======== Records for the task ========
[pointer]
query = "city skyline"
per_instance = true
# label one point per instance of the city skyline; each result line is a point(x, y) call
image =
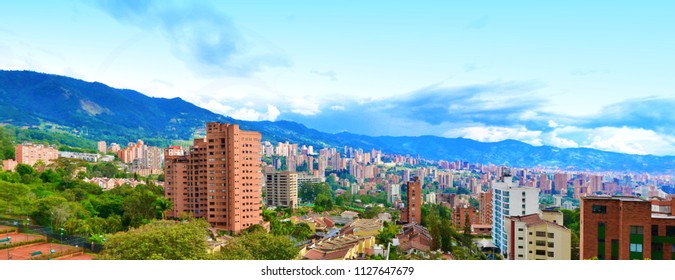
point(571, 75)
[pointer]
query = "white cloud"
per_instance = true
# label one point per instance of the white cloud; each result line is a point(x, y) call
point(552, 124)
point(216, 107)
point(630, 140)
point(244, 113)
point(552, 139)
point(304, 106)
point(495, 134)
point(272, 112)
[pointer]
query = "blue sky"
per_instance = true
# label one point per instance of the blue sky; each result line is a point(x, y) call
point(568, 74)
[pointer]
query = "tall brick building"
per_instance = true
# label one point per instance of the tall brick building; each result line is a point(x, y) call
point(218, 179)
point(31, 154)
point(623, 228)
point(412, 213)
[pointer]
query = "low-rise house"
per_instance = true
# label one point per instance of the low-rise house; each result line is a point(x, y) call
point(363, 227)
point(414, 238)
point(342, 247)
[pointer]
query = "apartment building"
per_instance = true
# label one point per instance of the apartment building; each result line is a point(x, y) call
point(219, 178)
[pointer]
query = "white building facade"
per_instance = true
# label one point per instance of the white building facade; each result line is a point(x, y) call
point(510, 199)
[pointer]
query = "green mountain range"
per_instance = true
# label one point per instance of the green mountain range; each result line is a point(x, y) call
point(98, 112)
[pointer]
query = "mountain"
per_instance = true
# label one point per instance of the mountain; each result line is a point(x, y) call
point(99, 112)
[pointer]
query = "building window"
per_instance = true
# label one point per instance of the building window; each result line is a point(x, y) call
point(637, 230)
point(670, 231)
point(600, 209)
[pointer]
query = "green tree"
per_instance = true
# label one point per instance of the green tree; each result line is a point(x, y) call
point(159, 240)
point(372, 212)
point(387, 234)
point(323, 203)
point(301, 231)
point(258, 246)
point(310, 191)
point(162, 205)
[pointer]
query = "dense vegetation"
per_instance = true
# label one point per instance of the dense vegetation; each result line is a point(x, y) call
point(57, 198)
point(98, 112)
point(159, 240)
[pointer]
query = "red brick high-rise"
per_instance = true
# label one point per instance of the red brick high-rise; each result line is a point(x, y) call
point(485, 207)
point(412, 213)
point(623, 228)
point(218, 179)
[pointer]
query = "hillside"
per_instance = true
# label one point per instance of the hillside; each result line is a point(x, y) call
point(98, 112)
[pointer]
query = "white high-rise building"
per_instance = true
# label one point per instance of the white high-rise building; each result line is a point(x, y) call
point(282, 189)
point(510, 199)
========
Objective: Rewrite the items from the start of the items through the line containing "point(219, 178)", replacing "white cloud" with "cumulus cloud" and leaving everything else unchanged. Omit the pictures from your answer.

The solution:
[pointer]
query = "city skyline"
per_instance = true
# label one point per instance of the city skyline; each result line is a point(x, y) call
image =
point(571, 75)
[pointer]
query = "cumulus cloud"
per_instance = true
# label one point per instance of the cumulus cloud; each result line is a point(x, y) call
point(552, 124)
point(216, 107)
point(630, 140)
point(244, 113)
point(552, 139)
point(304, 106)
point(495, 134)
point(272, 112)
[pointer]
query = "blue sky"
per_instance = true
# label one point per instance of the blue sky; each result line is a point(x, y) call
point(568, 74)
[pointer]
query = "tall brick building"
per_instance = true
# label one point per instance of the tall brick building; each result line is a point(x, y) call
point(218, 179)
point(31, 154)
point(623, 228)
point(412, 213)
[pointer]
query = "low-rise house"
per_instance = true
# label one point per instance of the low-rise house; each result line is a point(x, y) call
point(363, 227)
point(414, 238)
point(342, 247)
[pointer]
query = "apartment building"
per_instance = true
# label one point per instance of the apartment building; each result line is a point(x, y) call
point(219, 178)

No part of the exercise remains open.